--- TO BE DONE ---
Reproduce every line of the data below, requests included, and shift each x and y vertex coordinate in the answers by adding -105 to it.

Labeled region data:
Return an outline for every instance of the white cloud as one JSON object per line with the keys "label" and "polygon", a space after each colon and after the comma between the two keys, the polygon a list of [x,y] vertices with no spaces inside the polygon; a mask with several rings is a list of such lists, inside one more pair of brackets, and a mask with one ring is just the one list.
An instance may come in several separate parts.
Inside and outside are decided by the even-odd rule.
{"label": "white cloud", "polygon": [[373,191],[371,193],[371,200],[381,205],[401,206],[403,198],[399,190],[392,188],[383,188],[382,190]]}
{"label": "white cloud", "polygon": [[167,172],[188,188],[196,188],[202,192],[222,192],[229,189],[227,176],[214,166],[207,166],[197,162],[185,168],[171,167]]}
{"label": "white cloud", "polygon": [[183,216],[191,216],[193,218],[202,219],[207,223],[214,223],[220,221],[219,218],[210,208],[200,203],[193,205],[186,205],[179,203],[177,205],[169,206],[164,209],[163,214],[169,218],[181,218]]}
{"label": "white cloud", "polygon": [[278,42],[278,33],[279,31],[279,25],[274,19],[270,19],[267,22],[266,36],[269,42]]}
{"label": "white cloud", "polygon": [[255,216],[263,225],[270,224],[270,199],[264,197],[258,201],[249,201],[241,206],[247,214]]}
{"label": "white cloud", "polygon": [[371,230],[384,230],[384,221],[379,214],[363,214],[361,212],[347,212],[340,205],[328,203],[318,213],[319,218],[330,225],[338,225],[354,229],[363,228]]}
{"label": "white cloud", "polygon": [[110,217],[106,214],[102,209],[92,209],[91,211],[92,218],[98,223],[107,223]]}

--- TASK SOLUTION ---
Return an outline for every instance of the white cloud as one JSON object per line with the keys "label" and "polygon", a space after each colon and after the comma between the two keys, the polygon a list of [x,y] vertices with no spaces inside the polygon; a mask with several rings is a list of such lists, inside one more pair of brackets, and a mask with one ring is just the one list.
An instance may come in several separate parts.
Inside and outside are decided by the even-odd rule.
{"label": "white cloud", "polygon": [[268,86],[266,88],[266,95],[276,100],[296,101],[298,93],[294,85],[287,83],[278,83],[277,85]]}
{"label": "white cloud", "polygon": [[62,67],[83,83],[91,83],[97,87],[117,87],[124,84],[122,71],[109,61],[102,61],[92,57],[80,63],[66,62]]}
{"label": "white cloud", "polygon": [[78,111],[86,111],[88,113],[97,114],[102,118],[109,118],[115,116],[114,113],[105,103],[95,98],[88,100],[81,100],[74,98],[72,100],[64,101],[59,104],[58,109],[64,113],[76,113]]}
{"label": "white cloud", "polygon": [[173,-63],[173,-72],[174,-74],[174,-80],[169,-86],[165,-86],[162,-83],[161,-69],[164,-63]]}
{"label": "white cloud", "polygon": [[150,111],[158,120],[165,119],[165,94],[159,92],[153,96],[144,96],[136,101],[142,109]]}
{"label": "white cloud", "polygon": [[266,125],[279,125],[279,116],[274,109],[258,109],[256,107],[242,107],[235,100],[223,98],[213,108],[214,113],[225,120],[233,120],[249,124],[258,123]]}
{"label": "white cloud", "polygon": [[5,112],[1,109],[-3,104],[-13,104],[-14,106],[-13,113],[-7,118],[2,118]]}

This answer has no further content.